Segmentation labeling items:
• • • • • • •

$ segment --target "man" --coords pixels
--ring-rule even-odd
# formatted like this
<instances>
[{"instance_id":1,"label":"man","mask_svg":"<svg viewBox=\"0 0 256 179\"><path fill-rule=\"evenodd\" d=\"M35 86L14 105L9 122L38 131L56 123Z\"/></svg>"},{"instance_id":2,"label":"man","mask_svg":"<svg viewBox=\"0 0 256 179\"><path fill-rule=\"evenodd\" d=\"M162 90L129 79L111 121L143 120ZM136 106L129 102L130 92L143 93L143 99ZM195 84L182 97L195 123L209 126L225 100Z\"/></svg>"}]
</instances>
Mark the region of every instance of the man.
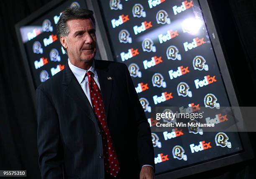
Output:
<instances>
[{"instance_id":1,"label":"man","mask_svg":"<svg viewBox=\"0 0 256 179\"><path fill-rule=\"evenodd\" d=\"M68 62L36 91L42 178L153 179L149 124L126 66L94 59L93 13L63 12L57 32Z\"/></svg>"}]
</instances>

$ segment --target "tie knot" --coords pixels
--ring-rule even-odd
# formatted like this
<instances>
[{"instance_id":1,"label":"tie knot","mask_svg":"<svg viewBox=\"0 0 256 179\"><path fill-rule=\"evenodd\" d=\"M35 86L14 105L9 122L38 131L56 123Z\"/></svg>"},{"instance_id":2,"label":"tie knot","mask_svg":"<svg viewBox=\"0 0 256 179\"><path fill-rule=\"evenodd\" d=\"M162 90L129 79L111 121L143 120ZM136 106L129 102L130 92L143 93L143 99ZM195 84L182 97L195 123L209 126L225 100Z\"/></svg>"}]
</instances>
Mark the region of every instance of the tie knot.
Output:
<instances>
[{"instance_id":1,"label":"tie knot","mask_svg":"<svg viewBox=\"0 0 256 179\"><path fill-rule=\"evenodd\" d=\"M91 77L91 75L92 74L92 72L90 71L87 71L86 72L86 74L88 76L88 77Z\"/></svg>"}]
</instances>

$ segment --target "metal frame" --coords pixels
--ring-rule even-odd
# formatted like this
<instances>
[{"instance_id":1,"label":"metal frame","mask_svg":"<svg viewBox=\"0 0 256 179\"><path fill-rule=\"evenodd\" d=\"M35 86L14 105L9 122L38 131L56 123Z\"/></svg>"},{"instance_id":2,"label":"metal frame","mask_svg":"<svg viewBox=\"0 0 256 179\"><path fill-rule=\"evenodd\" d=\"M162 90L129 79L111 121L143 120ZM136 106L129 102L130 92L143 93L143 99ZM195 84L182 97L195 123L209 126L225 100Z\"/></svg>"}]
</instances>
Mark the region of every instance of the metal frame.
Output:
<instances>
[{"instance_id":1,"label":"metal frame","mask_svg":"<svg viewBox=\"0 0 256 179\"><path fill-rule=\"evenodd\" d=\"M199 0L199 1L202 10L207 28L210 35L210 38L218 60L219 67L221 72L225 89L228 89L228 92L226 90L226 92L230 102L232 106L238 107L239 106L238 103L208 3L206 0ZM86 2L88 8L94 11L96 24L98 24L97 27L96 26L96 28L97 27L97 29L100 31L97 32L96 35L97 41L100 44L100 46L99 46L100 54L102 55L102 56L104 56L104 58L108 58L108 59L112 60L113 59L112 52L110 46L110 42L108 38L106 30L104 26L99 3L97 0L86 0ZM253 152L251 145L248 135L246 132L241 132L244 131L244 123L241 112L240 110L236 110L234 112L235 118L239 119L238 122L237 123L237 127L238 131L240 131L238 133L244 148L243 151L236 154L227 156L219 159L213 159L210 161L158 174L156 176L156 178L164 179L180 178L253 159L254 157Z\"/></svg>"}]
</instances>

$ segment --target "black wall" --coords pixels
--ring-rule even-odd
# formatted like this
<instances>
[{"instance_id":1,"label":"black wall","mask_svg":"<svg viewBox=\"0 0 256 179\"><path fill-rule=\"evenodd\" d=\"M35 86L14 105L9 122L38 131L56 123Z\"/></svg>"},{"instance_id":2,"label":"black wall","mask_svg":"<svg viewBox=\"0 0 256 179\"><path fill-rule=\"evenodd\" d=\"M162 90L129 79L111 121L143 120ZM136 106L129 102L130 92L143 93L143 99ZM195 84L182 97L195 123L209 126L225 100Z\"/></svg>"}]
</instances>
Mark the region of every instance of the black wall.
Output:
<instances>
[{"instance_id":1,"label":"black wall","mask_svg":"<svg viewBox=\"0 0 256 179\"><path fill-rule=\"evenodd\" d=\"M255 106L256 1L208 1L240 105ZM0 1L0 170L27 170L27 179L40 178L36 120L14 25L49 2ZM255 136L250 133L254 151ZM255 162L251 160L192 176L256 178Z\"/></svg>"}]
</instances>

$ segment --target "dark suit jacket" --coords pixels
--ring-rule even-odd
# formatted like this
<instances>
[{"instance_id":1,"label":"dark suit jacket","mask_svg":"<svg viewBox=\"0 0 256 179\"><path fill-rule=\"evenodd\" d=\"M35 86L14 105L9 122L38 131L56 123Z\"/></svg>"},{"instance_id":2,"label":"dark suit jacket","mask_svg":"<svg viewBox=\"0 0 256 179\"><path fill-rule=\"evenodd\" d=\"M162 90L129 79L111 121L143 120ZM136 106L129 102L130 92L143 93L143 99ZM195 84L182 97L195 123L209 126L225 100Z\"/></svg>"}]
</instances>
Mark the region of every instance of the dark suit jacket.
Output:
<instances>
[{"instance_id":1,"label":"dark suit jacket","mask_svg":"<svg viewBox=\"0 0 256 179\"><path fill-rule=\"evenodd\" d=\"M126 66L95 61L120 175L138 178L143 165L154 167L149 124ZM67 63L64 69L38 87L36 97L42 178L104 178L100 130Z\"/></svg>"}]
</instances>

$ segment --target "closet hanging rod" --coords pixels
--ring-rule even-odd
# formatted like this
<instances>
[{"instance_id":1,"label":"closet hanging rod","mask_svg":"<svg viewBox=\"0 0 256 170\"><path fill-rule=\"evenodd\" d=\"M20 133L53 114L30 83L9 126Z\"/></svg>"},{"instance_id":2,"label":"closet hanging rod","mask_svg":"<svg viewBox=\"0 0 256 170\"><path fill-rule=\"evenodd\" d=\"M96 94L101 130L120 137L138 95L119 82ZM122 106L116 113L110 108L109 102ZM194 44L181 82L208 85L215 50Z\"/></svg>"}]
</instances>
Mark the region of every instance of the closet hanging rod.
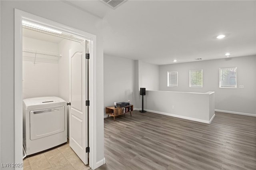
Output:
<instances>
[{"instance_id":1,"label":"closet hanging rod","mask_svg":"<svg viewBox=\"0 0 256 170\"><path fill-rule=\"evenodd\" d=\"M55 57L61 57L61 55L58 54L58 53L52 53L51 52L46 52L43 51L42 51L34 50L30 49L26 49L24 48L22 49L23 52L25 52L26 53L33 53L34 54L42 54L43 55L50 55Z\"/></svg>"}]
</instances>

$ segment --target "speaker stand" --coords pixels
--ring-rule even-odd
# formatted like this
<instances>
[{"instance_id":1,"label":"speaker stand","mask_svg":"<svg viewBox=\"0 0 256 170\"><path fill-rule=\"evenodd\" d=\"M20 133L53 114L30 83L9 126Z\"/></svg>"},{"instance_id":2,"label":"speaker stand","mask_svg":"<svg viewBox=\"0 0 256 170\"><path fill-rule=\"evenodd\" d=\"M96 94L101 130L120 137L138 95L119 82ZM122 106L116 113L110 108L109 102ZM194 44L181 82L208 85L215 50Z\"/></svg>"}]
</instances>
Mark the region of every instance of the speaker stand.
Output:
<instances>
[{"instance_id":1,"label":"speaker stand","mask_svg":"<svg viewBox=\"0 0 256 170\"><path fill-rule=\"evenodd\" d=\"M143 97L144 97L144 95L142 95L142 111L140 111L140 112L141 112L142 113L144 113L144 112L146 112L146 111L145 111L144 110L144 100L143 100Z\"/></svg>"}]
</instances>

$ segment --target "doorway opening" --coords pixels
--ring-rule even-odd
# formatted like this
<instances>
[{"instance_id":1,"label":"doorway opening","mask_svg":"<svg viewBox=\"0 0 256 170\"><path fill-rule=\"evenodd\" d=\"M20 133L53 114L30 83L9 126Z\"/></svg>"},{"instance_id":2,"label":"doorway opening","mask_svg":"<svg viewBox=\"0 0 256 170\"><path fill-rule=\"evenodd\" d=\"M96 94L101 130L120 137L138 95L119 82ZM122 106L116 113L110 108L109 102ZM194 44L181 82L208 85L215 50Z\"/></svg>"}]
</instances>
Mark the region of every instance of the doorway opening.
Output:
<instances>
[{"instance_id":1,"label":"doorway opening","mask_svg":"<svg viewBox=\"0 0 256 170\"><path fill-rule=\"evenodd\" d=\"M71 93L72 93L71 91L74 90L72 90L72 83L70 81L72 75L70 68L79 67L75 67L74 65L72 66L71 63L75 64L76 62L77 64L81 64L79 62L80 59L83 60L82 61L84 62L82 65L80 65L80 71L83 71L82 74L87 74L86 75L83 75L83 77L88 81L88 82L86 81L86 86L88 88L86 90L84 90L82 94L80 94L81 96L83 95L82 99L84 100L80 103L85 103L86 101L90 101L92 95L91 81L93 73L92 69L91 69L92 61L89 60L89 58L86 59L84 57L85 57L86 53L90 53L91 56L93 55L96 46L93 44L96 36L18 10L16 10L15 12L15 116L16 126L15 127L15 137L17 142L15 146L15 157L17 162L20 162L19 160L21 159L22 161L22 156L21 156L22 154L20 154L20 151L23 150L22 144L23 133L21 132L22 130L20 130L22 129L22 100L40 96L58 96L66 101L67 103L71 101L71 106L72 106L72 99L74 99L77 94L72 97ZM49 31L45 30L44 28L43 30L39 28L33 28L33 26L29 26L28 23L35 24L52 30ZM20 34L20 31L22 30L23 32ZM62 32L54 32L52 30ZM20 32L18 33L18 32ZM78 46L79 47L77 47ZM81 47L83 47L81 48ZM69 50L71 49L79 47L80 49L78 50L80 51L79 51L73 50L70 52ZM74 61L72 58L75 59ZM77 71L77 70L76 71ZM80 74L82 74L81 73ZM73 75L73 78L74 77ZM78 78L73 79L77 80ZM81 86L85 85L85 81L84 80L80 80L80 81L82 81ZM77 101L75 100L73 101L74 105L76 105L77 106ZM83 147L83 149L84 148L85 150L86 148L86 151L88 151L87 148L90 148L93 140L90 137L91 108L92 107L86 106L86 109L83 109L86 112L85 115L86 117L85 116L84 120L86 119L87 123L84 124L84 124L82 125L82 123L81 126L78 126L83 135L87 136L87 138L83 138L83 141L82 141L79 138L80 136L78 136L77 134L71 138L74 142L73 143L78 144L78 148L82 146ZM77 108L75 110L79 110ZM67 110L70 110L69 109ZM71 113L68 112L68 114ZM81 122L80 118L78 119L75 117L75 115L72 115L75 119ZM70 117L68 117L68 120ZM68 125L69 125L69 123L68 122ZM76 124L76 125L77 124ZM72 128L78 128L78 126L72 126L69 128L67 127L66 128L68 130L70 129L68 133L69 134L72 131ZM76 130L73 131L76 131ZM19 142L20 143L19 143ZM71 146L71 148L74 150L75 147ZM91 148L91 150L92 149ZM89 164L91 166L92 160L90 159L88 161L88 159L91 157L91 152L82 152L82 154L86 155L82 159L79 155L81 153L78 154L78 152L75 150L75 152L82 162L86 164ZM84 159L85 158L86 159Z\"/></svg>"}]
</instances>

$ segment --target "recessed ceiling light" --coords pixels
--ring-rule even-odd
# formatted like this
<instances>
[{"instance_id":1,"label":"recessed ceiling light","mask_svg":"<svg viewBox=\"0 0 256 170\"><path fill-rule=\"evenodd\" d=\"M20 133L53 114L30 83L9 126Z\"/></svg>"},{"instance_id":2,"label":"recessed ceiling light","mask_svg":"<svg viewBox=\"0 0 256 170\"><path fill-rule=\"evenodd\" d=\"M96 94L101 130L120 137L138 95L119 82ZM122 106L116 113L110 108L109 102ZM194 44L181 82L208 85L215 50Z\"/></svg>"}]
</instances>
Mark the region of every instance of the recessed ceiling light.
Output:
<instances>
[{"instance_id":1,"label":"recessed ceiling light","mask_svg":"<svg viewBox=\"0 0 256 170\"><path fill-rule=\"evenodd\" d=\"M40 26L39 25L36 24L34 23L31 23L30 22L29 22L24 20L22 21L22 25L24 26L28 26L32 28L43 30L44 31L46 31L49 32L54 32L55 33L59 34L62 34L62 33L60 31L54 30L53 29L48 28L48 27L44 27L43 26Z\"/></svg>"},{"instance_id":2,"label":"recessed ceiling light","mask_svg":"<svg viewBox=\"0 0 256 170\"><path fill-rule=\"evenodd\" d=\"M226 37L226 36L224 35L220 35L218 37L217 37L216 38L218 39L221 39L222 38L223 38L225 37Z\"/></svg>"}]
</instances>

• • • • • • •

## SHORT PROBLEM
List each line in the rows above that contains the word "every".

## RESULT OF THIS EXERCISE
Mark the region of every instance of the man.
Mark the region of every instance of the tie knot.
Mark the region of every instance of the metal frame.
Mark the region of every instance of the black wall.
Mark the region of every instance of the dark suit jacket.
Mark the region of every instance of the closet hanging rod.
Mark the region of every instance of the speaker stand.
Mark the region of every instance of the doorway opening.
Mark the region of every instance of the recessed ceiling light.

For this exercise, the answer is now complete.